- _THE PROBLEM_
Below is a listing to write out in full, exactly as given, without its pictures.

Object position labeling entries:
════════════════

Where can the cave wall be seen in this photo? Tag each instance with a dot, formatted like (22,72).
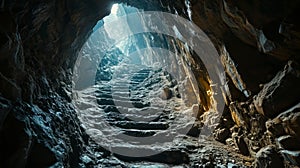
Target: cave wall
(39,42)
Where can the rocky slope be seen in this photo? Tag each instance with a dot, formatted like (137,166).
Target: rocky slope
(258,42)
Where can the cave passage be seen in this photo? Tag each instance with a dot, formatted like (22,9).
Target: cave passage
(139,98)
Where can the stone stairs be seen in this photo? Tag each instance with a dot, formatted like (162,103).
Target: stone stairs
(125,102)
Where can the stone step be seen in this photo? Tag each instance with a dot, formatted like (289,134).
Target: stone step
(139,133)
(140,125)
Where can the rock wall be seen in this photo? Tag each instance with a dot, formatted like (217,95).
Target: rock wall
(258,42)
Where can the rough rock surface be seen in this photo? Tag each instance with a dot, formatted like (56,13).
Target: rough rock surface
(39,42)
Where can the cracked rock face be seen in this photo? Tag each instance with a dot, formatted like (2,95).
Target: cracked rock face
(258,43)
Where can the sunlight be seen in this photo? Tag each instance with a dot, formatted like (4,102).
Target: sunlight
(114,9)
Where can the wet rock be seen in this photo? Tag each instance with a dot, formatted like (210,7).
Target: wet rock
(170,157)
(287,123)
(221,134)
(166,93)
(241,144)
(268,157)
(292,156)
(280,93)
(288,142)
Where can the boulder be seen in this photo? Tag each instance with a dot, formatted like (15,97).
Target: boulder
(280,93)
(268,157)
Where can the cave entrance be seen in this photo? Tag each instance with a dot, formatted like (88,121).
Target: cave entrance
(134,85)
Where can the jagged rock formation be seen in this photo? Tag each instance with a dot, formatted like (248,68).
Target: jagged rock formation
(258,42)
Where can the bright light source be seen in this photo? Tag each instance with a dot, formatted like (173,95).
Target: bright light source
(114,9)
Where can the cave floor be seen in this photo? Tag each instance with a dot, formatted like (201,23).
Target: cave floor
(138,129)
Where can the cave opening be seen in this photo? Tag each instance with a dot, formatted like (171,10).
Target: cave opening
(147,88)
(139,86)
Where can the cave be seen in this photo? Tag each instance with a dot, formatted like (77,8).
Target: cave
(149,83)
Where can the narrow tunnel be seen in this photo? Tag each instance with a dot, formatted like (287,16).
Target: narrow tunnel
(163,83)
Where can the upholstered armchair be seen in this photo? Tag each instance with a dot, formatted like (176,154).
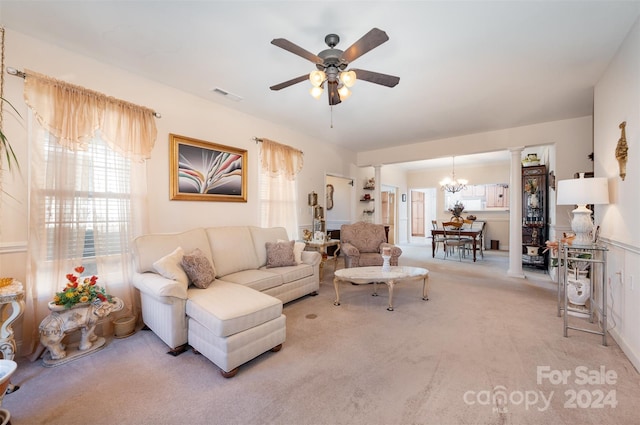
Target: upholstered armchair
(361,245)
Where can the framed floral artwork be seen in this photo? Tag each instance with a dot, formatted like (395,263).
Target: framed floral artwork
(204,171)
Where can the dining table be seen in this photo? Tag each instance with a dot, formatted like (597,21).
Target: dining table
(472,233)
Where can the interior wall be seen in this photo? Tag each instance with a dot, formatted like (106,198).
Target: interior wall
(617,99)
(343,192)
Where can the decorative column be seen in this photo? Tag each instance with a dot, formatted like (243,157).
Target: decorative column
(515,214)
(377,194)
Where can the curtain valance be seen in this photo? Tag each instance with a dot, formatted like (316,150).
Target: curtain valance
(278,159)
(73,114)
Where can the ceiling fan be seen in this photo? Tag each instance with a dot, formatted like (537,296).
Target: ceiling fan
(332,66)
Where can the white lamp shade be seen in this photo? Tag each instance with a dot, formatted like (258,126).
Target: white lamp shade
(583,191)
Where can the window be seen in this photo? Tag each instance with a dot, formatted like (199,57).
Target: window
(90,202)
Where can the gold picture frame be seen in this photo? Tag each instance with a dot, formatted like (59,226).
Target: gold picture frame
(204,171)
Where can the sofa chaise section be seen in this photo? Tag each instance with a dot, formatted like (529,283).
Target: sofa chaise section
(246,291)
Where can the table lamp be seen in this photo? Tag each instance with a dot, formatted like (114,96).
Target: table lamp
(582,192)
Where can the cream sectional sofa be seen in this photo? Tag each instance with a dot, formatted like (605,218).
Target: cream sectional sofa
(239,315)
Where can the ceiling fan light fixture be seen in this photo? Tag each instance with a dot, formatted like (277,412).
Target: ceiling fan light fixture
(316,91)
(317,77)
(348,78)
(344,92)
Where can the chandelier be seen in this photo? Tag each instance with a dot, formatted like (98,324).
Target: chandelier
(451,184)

════════════════

- _SOLUTION FOR THIS TASK_
Where can the cave wall be seen in this photo? Tag each instance with a dot, formatted like (22,72).
Target: cave wall
(39,42)
Where can the rocky slope be seen in this photo? Tag each instance with a dot, formatted like (137,166).
Target: rocky slope
(258,42)
Where can the cave passage be seen in this photo? Tag each instance with a dot, formatted like (22,9).
Target: cave passage
(139,98)
Where can the stone stairs be seen in this photo? Tag each instance with a dot, formatted like (162,103).
Target: stone stairs
(125,102)
Where can the stone step be seen in this photo? Tag each instance with a dot, formatted like (289,134).
Target: stone step
(139,133)
(140,125)
Where can the rock wall be seen in this photo? Tag each instance with a dot, formatted like (217,95).
Target: rock wall
(258,42)
Where can the rough rock surface be seen in this photo? Tag each instance with a dot, formatted like (56,13).
Target: rough rock surface
(39,42)
Where can the cracked rock face be seen in this photo? Tag each instance with a dot, formatted like (2,95).
Target: cracked rock face
(258,43)
Where can the sunlight be seen in this photo? Tag each instance with a dot, formatted like (4,102).
Target: sunlight
(114,9)
Where can the wet rock be seen in this photo? Tag each instance with a dot, formatted like (210,7).
Target: wet rock
(170,157)
(287,123)
(221,134)
(166,93)
(241,144)
(268,157)
(292,156)
(280,93)
(288,142)
Where can the boulder be seen in this photo? Tag each instance with a dot, formatted like (15,97).
Target: boulder
(280,93)
(268,157)
Where can the cave entrance be seen in this photo? Tag each instance with a dot, formatted like (88,121).
Target: cave entrance
(134,85)
Where can the jagged rock formation be seen in this photo? Tag each instance with a dot, formatted like (248,68).
Target: jagged rock formation
(258,42)
Where can the bright light source be seen in this photo? Tag each instance with a dot, formatted like (173,95).
Target: bright light source
(114,9)
Where can the cave floor be seen in this photo? Tag each instance with a dot, formatted like (201,23).
Target: cave floor
(138,129)
Where can the cave opening be seen in this photo? Tag each instance with a dot, formatted like (171,10).
Target: cave opening
(147,88)
(139,86)
Where can the cave be seen in this photo? Tag each instance with a dot, formatted like (77,8).
Target: cave
(149,83)
Where can the narrow tunnel be seen in this photo? Tag each instance with a dot, formatted like (287,16).
Target: narrow tunnel
(163,83)
Where can the upholstered armchair be seen in this photo? Tag each instance with a dot, formatted like (176,154).
Target: upholstered armchair
(361,245)
Where can the framed floral artwork be seen in this photo? Tag each instance with a dot, formatted like (395,263).
Target: framed floral artwork
(204,171)
Where can the dining table be seen in this photo? Tag each instance with a dot, formatted like (597,21).
Target: dining table
(472,233)
Where can the interior wall be seen in this photo? Tag each instance with a dot, formatted like (106,198).
Target: interior wall
(617,99)
(343,192)
Where can the decorative column be seen in this photo? Tag each instance with a dot, formatted like (243,157).
Target: decorative column
(515,214)
(377,194)
Where can the curtain valance be seen in this photo? Tag each instance with a dot, formatted like (316,150).
Target: curtain valance
(278,159)
(73,114)
Where can the ceiling fan be seen in this photo? Tag each instance with a dot, formatted like (537,296).
Target: ceiling fan
(332,66)
Where can the white lamp shade be seen in this photo? Tag each instance with a dot, formatted like (258,126).
Target: white lamp shade
(583,191)
Where can the window be seen in this photo? Tag each instance with a dot, formatted like (199,57).
Target: window
(90,202)
Where can the gold picture frame be seen in this photo? Tag each instance with a dot, formatted like (59,226).
Target: gold picture frame
(204,171)
Where can the sofa chaise section be seen in this photo? Tag each instance with a dot, formatted like (529,283).
Target: sofa chaise section
(246,291)
Where can the table lamp be seen in this photo? Tag each instance with a dot, formatted like (114,96).
Target: table lamp
(582,192)
Where can the cream sectional sofa be seen in this photo? Tag each instance with a dot, formatted like (605,218).
Target: cream sectional sofa
(239,315)
Where can the ceiling fan light fixture be seen in this photo? Tag each instance with a dot, formatted like (277,412).
Target: ceiling fan light fixture
(316,91)
(317,77)
(348,78)
(344,92)
Where can the chandelier be seen in this photo? Tag each instance with a dot, formatted like (98,324).
Target: chandelier
(451,184)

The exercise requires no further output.